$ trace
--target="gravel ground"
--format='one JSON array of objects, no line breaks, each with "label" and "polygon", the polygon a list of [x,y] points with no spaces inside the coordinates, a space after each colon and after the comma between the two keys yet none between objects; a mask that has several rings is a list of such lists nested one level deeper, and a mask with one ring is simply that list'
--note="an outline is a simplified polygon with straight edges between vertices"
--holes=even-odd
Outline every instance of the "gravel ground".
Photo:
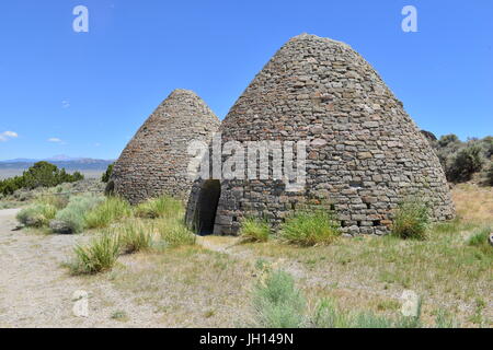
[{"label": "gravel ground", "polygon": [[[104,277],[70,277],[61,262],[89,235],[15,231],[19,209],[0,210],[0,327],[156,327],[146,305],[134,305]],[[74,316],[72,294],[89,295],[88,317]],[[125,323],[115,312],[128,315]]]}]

________________

> _Prompt_:
Report only the number of lines in the data above that contain the string "gravel". Letter case must match.

> _Exercise result_:
3